▶ **Supplied material**
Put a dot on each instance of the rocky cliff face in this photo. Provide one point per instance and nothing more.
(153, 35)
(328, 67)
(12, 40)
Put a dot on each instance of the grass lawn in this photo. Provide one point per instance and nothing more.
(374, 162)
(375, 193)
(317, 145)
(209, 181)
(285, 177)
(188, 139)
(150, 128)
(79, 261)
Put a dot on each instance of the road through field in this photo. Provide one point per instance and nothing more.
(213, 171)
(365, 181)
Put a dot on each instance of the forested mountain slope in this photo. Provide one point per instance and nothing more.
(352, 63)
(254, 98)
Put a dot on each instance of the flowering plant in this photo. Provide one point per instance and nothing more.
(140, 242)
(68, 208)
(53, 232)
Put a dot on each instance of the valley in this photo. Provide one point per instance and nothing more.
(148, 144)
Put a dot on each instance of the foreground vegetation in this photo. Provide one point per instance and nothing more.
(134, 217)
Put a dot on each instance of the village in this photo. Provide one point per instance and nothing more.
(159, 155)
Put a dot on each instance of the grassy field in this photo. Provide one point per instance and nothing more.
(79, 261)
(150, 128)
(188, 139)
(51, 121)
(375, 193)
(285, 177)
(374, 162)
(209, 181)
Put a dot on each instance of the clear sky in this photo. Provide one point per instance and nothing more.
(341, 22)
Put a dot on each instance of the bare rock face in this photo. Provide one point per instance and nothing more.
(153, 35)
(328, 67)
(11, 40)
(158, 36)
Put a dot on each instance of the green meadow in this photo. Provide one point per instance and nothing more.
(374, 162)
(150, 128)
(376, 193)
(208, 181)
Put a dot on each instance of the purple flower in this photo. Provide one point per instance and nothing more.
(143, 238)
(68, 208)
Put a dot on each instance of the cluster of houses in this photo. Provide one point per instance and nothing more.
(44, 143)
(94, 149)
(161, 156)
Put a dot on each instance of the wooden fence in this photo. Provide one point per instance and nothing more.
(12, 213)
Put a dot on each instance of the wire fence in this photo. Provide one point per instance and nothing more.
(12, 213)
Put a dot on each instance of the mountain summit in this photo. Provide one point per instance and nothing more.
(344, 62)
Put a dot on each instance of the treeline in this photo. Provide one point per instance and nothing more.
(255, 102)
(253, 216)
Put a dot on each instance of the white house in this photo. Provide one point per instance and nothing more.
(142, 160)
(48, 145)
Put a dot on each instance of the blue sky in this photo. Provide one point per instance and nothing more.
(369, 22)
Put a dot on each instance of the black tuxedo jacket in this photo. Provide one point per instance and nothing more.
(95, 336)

▶ **Activity**
Prepare a faithful transcription of the material above, with nothing altered.

▶ **Answer section**
Put a dot on each instance of the rocky cliff face in this photo. Provide one point per instance and nothing more.
(153, 35)
(328, 67)
(12, 40)
Put a dot on each instance of the grass lawn in this photo. Provide one point per instance and nothing more.
(374, 162)
(375, 193)
(317, 145)
(209, 181)
(285, 177)
(188, 139)
(150, 128)
(79, 261)
Put a dot on each instance of the road through field in this photo. Provide one point per instance and nothing more.
(213, 171)
(365, 181)
Put a dot on each instance of the forested mountain slope in this photo. Provide one point per instance and nothing more.
(352, 63)
(254, 98)
Put a dot on each instance of the flowering plant in this photo. Provide one point per instance and nothing more.
(140, 242)
(68, 208)
(53, 232)
Put a dot on each instance of the valley in this photo. Provide one point per instance and nothing more.
(148, 144)
Put a dot on each instance of the foreground vegetation in this photo. Provide one point per instance and nothing more.
(134, 217)
Put a dot on each instance of the village in this photo. Provide one point per instance and nothing more.
(159, 155)
Put a dot on each instance of the grassy field in this photo. Provide one point per instance and nothing more.
(79, 261)
(150, 128)
(188, 139)
(51, 121)
(375, 193)
(285, 177)
(374, 162)
(209, 181)
Put a dot on each instance of the clear sky in this photo. Provide one point per instance and nothing more.
(341, 22)
Put a dot on each instance of the bare rock face in this photo. Provide one point per instance and nothing more.
(153, 35)
(328, 67)
(11, 40)
(158, 36)
Put a dot on each instance of the green meadow in this photo. Provide one point per instance and nothing more.
(374, 162)
(150, 128)
(376, 193)
(208, 181)
Put a dot on each instance of the purple flower in this photo. Provide one point per instance and nothing more.
(143, 238)
(68, 208)
Put a dot on each instance of the cluster of houses in this photo. Provide one point per instance and nothing more.
(44, 143)
(94, 149)
(161, 156)
Put a dot on each instance of the wooden fence in this photo. Provide one point per instance and nothing more.
(12, 213)
Put a dot on each instance of the wire fence in this photo. Provide one point per instance and nothing more.
(12, 213)
Put a dot on each instance of the mountain summit in this photo. Provide one point per instance and nothing more.
(344, 62)
Put a dot on each instance of the treeline in this photo. Provide one point per instance and nothing more.
(255, 102)
(253, 216)
Put a dot on each instance of the white house in this photo. Provide one point per instance and nothing more.
(142, 160)
(48, 145)
Put a dot on each instance of the blue sky in this photo. Provide one point per instance and nothing more.
(369, 22)
Put a dot on each instance of the black tuxedo jacket in this photo. Provide one point per instance and nothing more.
(95, 336)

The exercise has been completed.